● MATERIAL

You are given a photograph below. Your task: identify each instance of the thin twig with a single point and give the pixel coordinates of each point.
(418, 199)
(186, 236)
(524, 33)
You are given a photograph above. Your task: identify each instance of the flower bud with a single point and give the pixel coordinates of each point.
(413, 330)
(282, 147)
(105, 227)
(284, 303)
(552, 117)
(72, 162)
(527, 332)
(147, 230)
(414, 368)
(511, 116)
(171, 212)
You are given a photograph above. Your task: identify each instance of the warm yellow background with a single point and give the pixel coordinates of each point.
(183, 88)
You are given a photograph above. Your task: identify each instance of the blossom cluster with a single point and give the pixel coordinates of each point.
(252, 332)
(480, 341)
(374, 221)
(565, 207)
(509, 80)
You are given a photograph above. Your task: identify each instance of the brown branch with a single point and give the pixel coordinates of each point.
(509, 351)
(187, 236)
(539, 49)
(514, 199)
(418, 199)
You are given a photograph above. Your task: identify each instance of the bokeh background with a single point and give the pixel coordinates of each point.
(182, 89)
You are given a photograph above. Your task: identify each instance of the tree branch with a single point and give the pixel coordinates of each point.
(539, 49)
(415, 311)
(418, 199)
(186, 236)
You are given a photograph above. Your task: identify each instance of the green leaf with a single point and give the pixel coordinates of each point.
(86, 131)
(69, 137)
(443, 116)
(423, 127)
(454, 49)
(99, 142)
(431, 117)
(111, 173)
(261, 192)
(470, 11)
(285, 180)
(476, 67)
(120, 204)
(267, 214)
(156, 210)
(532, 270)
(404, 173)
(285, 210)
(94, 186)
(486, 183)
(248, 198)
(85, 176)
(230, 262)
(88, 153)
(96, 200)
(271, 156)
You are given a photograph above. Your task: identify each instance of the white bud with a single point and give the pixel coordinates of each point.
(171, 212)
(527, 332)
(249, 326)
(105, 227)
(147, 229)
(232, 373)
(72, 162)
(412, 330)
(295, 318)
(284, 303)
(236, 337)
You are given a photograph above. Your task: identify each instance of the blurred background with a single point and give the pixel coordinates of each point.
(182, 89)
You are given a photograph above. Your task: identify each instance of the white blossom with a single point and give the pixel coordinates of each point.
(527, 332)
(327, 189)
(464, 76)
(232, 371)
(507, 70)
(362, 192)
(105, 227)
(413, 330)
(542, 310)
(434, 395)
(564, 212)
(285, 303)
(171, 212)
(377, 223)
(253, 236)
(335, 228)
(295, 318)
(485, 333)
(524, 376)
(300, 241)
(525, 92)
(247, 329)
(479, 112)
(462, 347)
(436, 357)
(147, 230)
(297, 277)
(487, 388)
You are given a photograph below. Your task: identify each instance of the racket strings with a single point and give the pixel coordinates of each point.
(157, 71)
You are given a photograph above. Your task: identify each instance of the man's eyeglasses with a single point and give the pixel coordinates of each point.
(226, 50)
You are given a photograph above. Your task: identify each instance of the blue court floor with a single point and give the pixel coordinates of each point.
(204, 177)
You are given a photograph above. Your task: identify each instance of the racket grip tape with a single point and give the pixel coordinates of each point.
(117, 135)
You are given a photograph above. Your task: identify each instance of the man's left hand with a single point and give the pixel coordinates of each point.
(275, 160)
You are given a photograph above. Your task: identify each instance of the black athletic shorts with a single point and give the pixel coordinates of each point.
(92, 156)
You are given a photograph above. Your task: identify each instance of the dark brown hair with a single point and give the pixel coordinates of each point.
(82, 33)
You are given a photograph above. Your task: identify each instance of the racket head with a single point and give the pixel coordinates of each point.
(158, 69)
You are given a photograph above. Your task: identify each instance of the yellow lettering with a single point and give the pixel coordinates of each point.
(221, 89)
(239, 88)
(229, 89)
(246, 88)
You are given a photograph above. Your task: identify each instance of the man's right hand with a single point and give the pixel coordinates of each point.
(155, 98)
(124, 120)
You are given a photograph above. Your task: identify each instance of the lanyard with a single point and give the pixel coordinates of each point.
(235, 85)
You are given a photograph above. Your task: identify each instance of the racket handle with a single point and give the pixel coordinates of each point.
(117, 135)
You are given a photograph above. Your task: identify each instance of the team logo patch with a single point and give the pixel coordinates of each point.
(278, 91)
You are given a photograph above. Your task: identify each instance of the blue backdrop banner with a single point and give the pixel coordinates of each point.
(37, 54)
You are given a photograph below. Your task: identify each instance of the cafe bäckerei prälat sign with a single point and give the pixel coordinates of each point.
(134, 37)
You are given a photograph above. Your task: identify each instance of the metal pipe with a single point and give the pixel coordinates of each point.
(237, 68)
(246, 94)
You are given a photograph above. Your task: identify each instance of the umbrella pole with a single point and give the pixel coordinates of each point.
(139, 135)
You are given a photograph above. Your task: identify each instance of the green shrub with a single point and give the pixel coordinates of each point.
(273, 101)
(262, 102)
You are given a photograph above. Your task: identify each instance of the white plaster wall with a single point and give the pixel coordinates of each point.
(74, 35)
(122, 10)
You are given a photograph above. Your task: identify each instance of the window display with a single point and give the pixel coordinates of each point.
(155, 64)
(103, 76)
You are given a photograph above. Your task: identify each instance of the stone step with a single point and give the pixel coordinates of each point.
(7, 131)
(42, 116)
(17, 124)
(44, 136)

● INSTRUCTION
Reproduce every one of the records above word for word, without changing anything.

● TASK ANSWER
You are given a photograph below. Your task: identify each instance of the thin twig with a single point and give the pixel coordinates of each point.
(418, 199)
(186, 236)
(524, 33)
You are given a photograph above. Your task: identify each instance of the flower bud with a single point and give the pixel coordinates of each point.
(413, 330)
(282, 147)
(105, 227)
(284, 303)
(552, 117)
(72, 162)
(527, 332)
(147, 230)
(414, 368)
(511, 116)
(171, 212)
You are given a photograph above. Your task: identify each instance of the warm yellow background with a single point and give the pixel coordinates of each point.
(183, 88)
You are given a photograph above. Your task: identify each instance of the blossom cluster with a single point and give the pixel coordinates of each point.
(252, 332)
(480, 341)
(374, 221)
(565, 207)
(509, 80)
You are given a photograph above. Your task: identify each instance of the brown branch with a single point and give the pixel coordinates of each point.
(509, 351)
(187, 236)
(539, 49)
(514, 199)
(418, 199)
You are given a photograph above. Your task: identify each instance of the bokeh background with a single point and give the pixel coordinates of each point.
(182, 89)
You are given a photograph above. Your task: identify each instance of the tree branch with a single point and give the pixel coordinates of each point.
(539, 49)
(415, 311)
(418, 199)
(186, 236)
You are given a photograph above. Your task: identify each instance of the green leaf with a single point and give the pixel coordinates of each point.
(86, 131)
(69, 137)
(443, 116)
(423, 127)
(454, 49)
(99, 142)
(431, 117)
(111, 173)
(261, 192)
(470, 11)
(285, 180)
(476, 67)
(120, 204)
(267, 214)
(156, 210)
(532, 270)
(404, 173)
(285, 210)
(94, 186)
(486, 183)
(248, 198)
(85, 176)
(230, 262)
(88, 153)
(96, 200)
(271, 156)
You are given a photograph above. Your task: identify each instance of the white bud with a single point and give the pixel coordinates of each point.
(171, 212)
(527, 332)
(249, 326)
(105, 227)
(147, 229)
(232, 373)
(72, 162)
(412, 330)
(295, 318)
(284, 303)
(236, 337)
You are given a photograph above. Your task: identify each instance of the blurred background with a single point and give the pixel coordinates of each point.
(182, 89)
You are given a photograph above. Your task: identify each instance of the white blossom with a single point and give the pixel coordinates of each point.
(527, 332)
(327, 189)
(464, 76)
(232, 371)
(507, 70)
(362, 192)
(105, 227)
(413, 330)
(542, 310)
(434, 395)
(564, 212)
(285, 303)
(171, 212)
(377, 223)
(253, 236)
(335, 228)
(295, 318)
(485, 333)
(524, 376)
(300, 241)
(525, 92)
(247, 329)
(479, 112)
(462, 347)
(436, 357)
(147, 230)
(297, 277)
(487, 388)
You are given a photograph below. Your task: identify each instance of the racket strings with a single point and give the pixel coordinates of each point.
(157, 71)
You are given a photograph above. Your task: identify each instance of the man's eyeglasses with a single point and give the pixel coordinates of each point.
(226, 50)
You are given a photograph above. Your task: identify each instance of the blue court floor with a single point and give the pixel coordinates of each point.
(204, 177)
You are given a photograph above. Your task: identify each instance of the racket grip tape with a single point and give the pixel coordinates of each point.
(117, 135)
You are given a photograph above. Your task: identify each instance of the man's left hand with a single point and give the pixel coordinates of each point.
(275, 160)
You are given a photograph above. Your task: identify each instance of the black athletic shorts with a single point and give the pixel coordinates of each point.
(92, 156)
You are given a photograph above. Your task: identify each instance of the dark brown hair with a single point and give the pixel coordinates of each point.
(82, 33)
You are given a photograph above. Your task: identify each instance of the racket head with a single point and give the pixel coordinates of each point.
(158, 69)
You are given a photograph above. Your task: identify each instance of the yellow lettering with a single point and give the pixel coordinates of each point.
(221, 89)
(239, 88)
(229, 89)
(246, 88)
You are given a photograph above. Your task: identify each instance of the man's right hand with a single point and give the pixel coordinates of each point.
(155, 98)
(124, 120)
You are given a photograph above. Your task: identify each instance of the lanyard with a single point and give the pixel coordinates of each point.
(235, 85)
You are given a photograph above. Your task: identify each instance of the racket handle with a single point and give the pixel coordinates of each point.
(117, 135)
You are given a photograph above. Your task: identify each instance of the team logo patch with a single point and give the pixel coordinates of each point.
(278, 91)
You are given a photograph above. Your task: identify each instance of the blue backdrop banner with a single point and give the pixel coordinates of each point.
(37, 54)
You are given a photograph below. Your task: identify each instance of the cafe bäckerei prälat sign with a single point and give the pixel coordinates of each point.
(134, 37)
You are given a photograph above. Your task: identify each instance of the metal pipe with a single point and give the pixel coordinates of each point.
(237, 68)
(246, 94)
You are given a photograph above. Your task: identify each instance of the umbrella pole with a single point and give the pixel coordinates of each point.
(139, 135)
You are given a photograph above. Your task: identify each instance of the green shrub with a single point and give the pixel coordinates of each point.
(273, 101)
(262, 102)
You are given a photograph above. Your task: identify each instance of the white plaster wall with a single point and give the pixel coordinates of each point.
(74, 35)
(122, 10)
You are given a photograph above. Your task: identify each instance of the window display with a single point and give the pixel coordinates of each point.
(155, 64)
(103, 76)
You are given a photograph above. Your task: identify each instance of the stone step with a single point and give the pixel coordinates of each point.
(7, 131)
(42, 116)
(17, 124)
(44, 136)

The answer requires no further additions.